### Stated goal
Rewrite the records beginning at the line that has "Question. Locate the asphalt" and ending with the last line of the records, keeping the requests and their sample outputs as they are. Adjust every number in the answer coordinates by -47.
— START OF Stored rows —
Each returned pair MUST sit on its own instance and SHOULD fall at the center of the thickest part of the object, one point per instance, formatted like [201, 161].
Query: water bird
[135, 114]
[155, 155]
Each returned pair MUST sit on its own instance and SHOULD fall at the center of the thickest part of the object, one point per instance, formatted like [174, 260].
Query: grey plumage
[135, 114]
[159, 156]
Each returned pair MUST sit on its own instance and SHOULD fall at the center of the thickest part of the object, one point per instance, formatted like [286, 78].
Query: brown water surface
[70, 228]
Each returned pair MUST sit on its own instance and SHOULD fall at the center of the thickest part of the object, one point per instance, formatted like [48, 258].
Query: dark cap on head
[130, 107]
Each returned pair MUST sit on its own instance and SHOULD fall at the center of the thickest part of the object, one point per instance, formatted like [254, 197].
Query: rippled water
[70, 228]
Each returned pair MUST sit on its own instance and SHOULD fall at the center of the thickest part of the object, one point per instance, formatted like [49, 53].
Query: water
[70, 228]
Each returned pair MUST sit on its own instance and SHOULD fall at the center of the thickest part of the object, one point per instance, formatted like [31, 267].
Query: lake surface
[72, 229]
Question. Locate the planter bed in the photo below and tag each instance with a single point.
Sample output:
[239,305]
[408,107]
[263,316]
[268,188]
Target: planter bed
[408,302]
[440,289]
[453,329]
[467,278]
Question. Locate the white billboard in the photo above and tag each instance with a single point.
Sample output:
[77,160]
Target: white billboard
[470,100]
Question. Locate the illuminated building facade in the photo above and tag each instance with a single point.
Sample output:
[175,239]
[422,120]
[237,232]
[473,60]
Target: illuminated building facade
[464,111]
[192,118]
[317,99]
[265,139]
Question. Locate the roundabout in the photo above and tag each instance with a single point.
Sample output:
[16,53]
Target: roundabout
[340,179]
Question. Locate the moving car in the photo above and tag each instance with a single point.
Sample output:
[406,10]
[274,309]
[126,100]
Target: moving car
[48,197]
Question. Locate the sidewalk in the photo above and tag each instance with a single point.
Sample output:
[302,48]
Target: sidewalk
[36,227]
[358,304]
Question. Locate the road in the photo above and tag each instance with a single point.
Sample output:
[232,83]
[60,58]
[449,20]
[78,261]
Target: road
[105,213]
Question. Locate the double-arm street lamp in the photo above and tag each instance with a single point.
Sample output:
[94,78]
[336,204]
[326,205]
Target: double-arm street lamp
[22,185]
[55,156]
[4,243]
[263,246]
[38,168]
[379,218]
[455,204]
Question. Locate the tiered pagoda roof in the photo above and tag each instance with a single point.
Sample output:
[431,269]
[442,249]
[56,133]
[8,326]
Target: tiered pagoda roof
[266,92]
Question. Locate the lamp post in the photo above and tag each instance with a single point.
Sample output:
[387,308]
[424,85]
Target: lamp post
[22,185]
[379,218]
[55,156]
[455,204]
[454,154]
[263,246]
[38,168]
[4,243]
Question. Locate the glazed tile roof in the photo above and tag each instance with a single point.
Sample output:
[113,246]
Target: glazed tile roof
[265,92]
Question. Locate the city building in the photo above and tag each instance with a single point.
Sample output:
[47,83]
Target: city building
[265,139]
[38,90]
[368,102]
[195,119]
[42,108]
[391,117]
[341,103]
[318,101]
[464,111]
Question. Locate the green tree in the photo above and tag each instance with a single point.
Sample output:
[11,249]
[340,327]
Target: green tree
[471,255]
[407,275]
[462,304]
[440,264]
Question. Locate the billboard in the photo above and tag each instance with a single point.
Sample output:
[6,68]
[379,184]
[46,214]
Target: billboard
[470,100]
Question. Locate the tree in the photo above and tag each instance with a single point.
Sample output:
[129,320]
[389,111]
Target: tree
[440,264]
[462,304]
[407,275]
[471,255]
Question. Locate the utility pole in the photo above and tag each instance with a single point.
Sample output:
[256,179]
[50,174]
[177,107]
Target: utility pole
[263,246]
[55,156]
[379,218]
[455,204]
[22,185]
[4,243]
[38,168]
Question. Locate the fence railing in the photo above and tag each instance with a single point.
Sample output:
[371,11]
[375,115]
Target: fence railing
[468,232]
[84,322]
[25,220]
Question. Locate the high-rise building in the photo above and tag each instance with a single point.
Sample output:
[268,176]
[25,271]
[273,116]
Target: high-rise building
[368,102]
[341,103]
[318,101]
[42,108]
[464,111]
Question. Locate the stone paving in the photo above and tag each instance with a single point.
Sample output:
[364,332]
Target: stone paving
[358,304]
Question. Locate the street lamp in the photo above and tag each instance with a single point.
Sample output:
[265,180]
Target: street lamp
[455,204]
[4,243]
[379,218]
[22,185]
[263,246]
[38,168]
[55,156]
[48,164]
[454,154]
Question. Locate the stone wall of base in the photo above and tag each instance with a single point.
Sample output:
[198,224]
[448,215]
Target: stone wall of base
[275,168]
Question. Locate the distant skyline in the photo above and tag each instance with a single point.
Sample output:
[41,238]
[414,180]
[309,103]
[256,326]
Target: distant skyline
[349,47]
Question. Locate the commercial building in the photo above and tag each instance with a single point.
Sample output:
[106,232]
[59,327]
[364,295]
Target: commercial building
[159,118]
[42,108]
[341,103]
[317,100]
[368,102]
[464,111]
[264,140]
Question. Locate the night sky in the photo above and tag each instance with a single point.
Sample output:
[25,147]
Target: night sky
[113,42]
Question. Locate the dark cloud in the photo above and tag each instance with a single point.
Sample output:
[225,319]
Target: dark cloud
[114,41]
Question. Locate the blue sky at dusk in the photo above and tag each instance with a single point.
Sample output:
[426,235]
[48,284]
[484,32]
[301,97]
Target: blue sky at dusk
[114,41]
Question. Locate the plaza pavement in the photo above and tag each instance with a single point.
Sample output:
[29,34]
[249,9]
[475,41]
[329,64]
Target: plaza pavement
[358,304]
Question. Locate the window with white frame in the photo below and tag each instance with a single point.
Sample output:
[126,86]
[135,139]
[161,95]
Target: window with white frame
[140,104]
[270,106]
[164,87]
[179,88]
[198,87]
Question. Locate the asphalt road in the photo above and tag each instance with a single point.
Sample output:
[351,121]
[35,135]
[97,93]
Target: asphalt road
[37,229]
— END OF Stored rows —
### Answer below
Question. Locate the asphalt road in the photo above and tag each instance with a single point.
Sample output:
[351,121]
[35,135]
[97,93]
Target: asphalt road
[-10,182]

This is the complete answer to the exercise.